◆ EXERCISE OBJECTIVE
Repeat the entire listing exactly as written.

------------------------------------

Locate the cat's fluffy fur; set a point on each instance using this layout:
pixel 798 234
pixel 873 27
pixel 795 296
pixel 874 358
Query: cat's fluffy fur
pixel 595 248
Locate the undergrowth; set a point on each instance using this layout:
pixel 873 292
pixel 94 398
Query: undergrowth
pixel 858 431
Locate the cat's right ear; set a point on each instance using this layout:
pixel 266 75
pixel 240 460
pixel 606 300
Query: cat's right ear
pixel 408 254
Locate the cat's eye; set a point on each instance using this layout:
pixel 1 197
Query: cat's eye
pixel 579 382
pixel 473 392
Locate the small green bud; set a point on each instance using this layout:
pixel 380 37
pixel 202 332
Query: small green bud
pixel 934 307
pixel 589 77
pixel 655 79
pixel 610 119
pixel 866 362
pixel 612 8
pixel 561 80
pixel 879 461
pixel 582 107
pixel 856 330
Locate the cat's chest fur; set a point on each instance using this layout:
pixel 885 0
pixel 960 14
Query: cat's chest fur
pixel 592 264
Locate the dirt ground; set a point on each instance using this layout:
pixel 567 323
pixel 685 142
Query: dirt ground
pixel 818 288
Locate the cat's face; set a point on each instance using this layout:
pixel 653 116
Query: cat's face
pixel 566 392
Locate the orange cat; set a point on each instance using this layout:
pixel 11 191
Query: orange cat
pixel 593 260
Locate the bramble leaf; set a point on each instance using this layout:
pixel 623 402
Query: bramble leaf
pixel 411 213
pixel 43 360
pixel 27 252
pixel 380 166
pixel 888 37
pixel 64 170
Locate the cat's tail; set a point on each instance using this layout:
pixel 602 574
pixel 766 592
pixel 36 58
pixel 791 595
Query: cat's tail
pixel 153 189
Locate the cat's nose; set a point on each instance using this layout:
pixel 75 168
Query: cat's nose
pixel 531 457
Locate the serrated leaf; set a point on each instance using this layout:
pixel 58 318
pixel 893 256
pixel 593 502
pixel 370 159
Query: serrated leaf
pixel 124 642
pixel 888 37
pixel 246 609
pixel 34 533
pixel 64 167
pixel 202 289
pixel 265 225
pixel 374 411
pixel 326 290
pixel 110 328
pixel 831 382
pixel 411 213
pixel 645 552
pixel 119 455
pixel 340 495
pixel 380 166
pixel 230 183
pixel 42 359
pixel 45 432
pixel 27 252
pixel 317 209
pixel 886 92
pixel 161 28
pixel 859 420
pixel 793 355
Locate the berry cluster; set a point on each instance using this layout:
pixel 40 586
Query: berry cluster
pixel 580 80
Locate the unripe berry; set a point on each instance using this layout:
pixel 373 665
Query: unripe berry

------------------------------------

◆ ANSWER IN FULL
Locate the cat's fluffy fur; set a point on each instance using this layout:
pixel 798 234
pixel 873 27
pixel 795 296
pixel 874 358
Query: cat's fluffy fur
pixel 595 248
Locate the undergrowth; set a point on each instance using this layout:
pixel 873 292
pixel 94 398
Query: undergrowth
pixel 858 431
Locate the cat's right ear; set a point on each instance using this layout:
pixel 266 75
pixel 240 460
pixel 606 300
Query: cat's right ear
pixel 408 254
Locate the cat's eye; set a point on each instance using this layout:
pixel 1 197
Query: cat's eye
pixel 579 382
pixel 473 392
Locate the small green bud; set a point on each instance using this layout:
pixel 380 37
pixel 202 332
Query: small green bud
pixel 934 307
pixel 589 77
pixel 655 79
pixel 610 119
pixel 866 362
pixel 612 8
pixel 561 80
pixel 879 461
pixel 582 107
pixel 856 330
Locate the cat's chest fur; set a point on each instance using this layout:
pixel 885 0
pixel 960 14
Query: cat's chest fur
pixel 592 264
Locate the dirt ground; set a point on each instance using this layout:
pixel 567 323
pixel 685 142
Query: dirt ground
pixel 818 288
Locate the cat's face; set a point on each instance using this layout:
pixel 653 116
Query: cat's face
pixel 566 392
Locate the orange cat; set a point on each instance using this layout:
pixel 11 191
Query: orange cat
pixel 593 260
Locate the bramble leaf; set a point on each instance using this layout:
pixel 623 402
Query: bramble leaf
pixel 411 213
pixel 43 360
pixel 27 252
pixel 380 166
pixel 888 37
pixel 64 170
Locate the cat's tail; set a point on each instance using this layout:
pixel 602 574
pixel 766 592
pixel 36 58
pixel 791 595
Query: cat's tail
pixel 153 189
Locate the cat's nose; set a point on each instance using this layout:
pixel 75 168
Query: cat's nose
pixel 531 457
Locate the serrated leaf; set a point on each instance using this layout:
pixel 58 318
pixel 893 256
pixel 593 502
pixel 370 159
Query: serrated leaf
pixel 124 642
pixel 888 37
pixel 246 609
pixel 34 533
pixel 64 167
pixel 202 289
pixel 265 225
pixel 374 411
pixel 326 290
pixel 110 328
pixel 831 382
pixel 411 213
pixel 645 552
pixel 119 455
pixel 340 495
pixel 380 166
pixel 230 183
pixel 42 359
pixel 45 432
pixel 27 252
pixel 317 209
pixel 886 92
pixel 161 28
pixel 859 420
pixel 793 355
Locate the berry cluster; set a point on each instance using this layout:
pixel 40 586
Query: berry cluster
pixel 580 80
Locate the unripe berry; set a point on each instance using this layout:
pixel 373 665
Query: unripe berry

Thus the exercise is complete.